• _The task_
In the records below, find the line that contains "Practice. Find the woman's forearm", then write out that line and each one after it exactly, up to and including the last.

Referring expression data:
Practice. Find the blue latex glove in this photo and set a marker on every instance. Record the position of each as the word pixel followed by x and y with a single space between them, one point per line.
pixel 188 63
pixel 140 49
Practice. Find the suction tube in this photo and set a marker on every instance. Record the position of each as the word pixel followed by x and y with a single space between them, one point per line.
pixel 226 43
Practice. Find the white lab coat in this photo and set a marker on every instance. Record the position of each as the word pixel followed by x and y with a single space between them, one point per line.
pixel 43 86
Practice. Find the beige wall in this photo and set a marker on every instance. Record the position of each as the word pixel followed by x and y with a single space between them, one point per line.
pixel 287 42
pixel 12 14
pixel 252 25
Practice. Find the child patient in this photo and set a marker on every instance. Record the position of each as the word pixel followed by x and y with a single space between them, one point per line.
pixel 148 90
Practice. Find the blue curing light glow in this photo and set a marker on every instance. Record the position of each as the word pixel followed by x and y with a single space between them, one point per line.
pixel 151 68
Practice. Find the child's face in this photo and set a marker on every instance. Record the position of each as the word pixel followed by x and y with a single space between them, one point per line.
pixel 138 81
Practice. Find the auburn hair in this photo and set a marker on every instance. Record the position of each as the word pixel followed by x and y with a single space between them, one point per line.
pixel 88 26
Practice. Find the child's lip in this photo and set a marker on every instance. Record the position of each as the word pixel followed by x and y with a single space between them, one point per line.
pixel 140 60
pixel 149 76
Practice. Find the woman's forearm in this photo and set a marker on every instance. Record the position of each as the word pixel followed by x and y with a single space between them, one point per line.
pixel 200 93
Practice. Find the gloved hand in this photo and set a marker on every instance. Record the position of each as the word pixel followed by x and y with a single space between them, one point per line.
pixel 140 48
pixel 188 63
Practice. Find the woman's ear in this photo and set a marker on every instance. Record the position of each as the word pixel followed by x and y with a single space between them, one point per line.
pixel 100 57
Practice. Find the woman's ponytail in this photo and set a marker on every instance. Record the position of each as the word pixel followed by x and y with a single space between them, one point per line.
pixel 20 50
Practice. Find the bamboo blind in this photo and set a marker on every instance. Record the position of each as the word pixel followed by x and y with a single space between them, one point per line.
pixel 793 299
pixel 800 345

• _Exercise solution_
Practice. Find the woman's forearm in this photo and set a marker on every instance. Record the position of each as the word pixel followed by x and y with a single space between them, one point per line.
pixel 200 93
Practice. Find the gloved hand in this photo and set a marker on every instance. Record the position of each as the word pixel followed by x and y with a single space between them, one point per line.
pixel 140 48
pixel 188 63
Practice. Find the woman's ear in this photo and set a marker on every instance. Record the position of each as the word pixel followed by x and y with a single space between them, one point per line.
pixel 100 57
Practice. Find the woman's ponytail in this photo and set a marker on every instance. Record the position of each as the word pixel followed by x and y with a single space between them, one point per line.
pixel 20 50
Practice. Find the bamboo blind in this photo and set a marker on every instance. Record the position of each as the word pixel followed by x and y with a single space between them, one point per line.
pixel 793 299
pixel 800 345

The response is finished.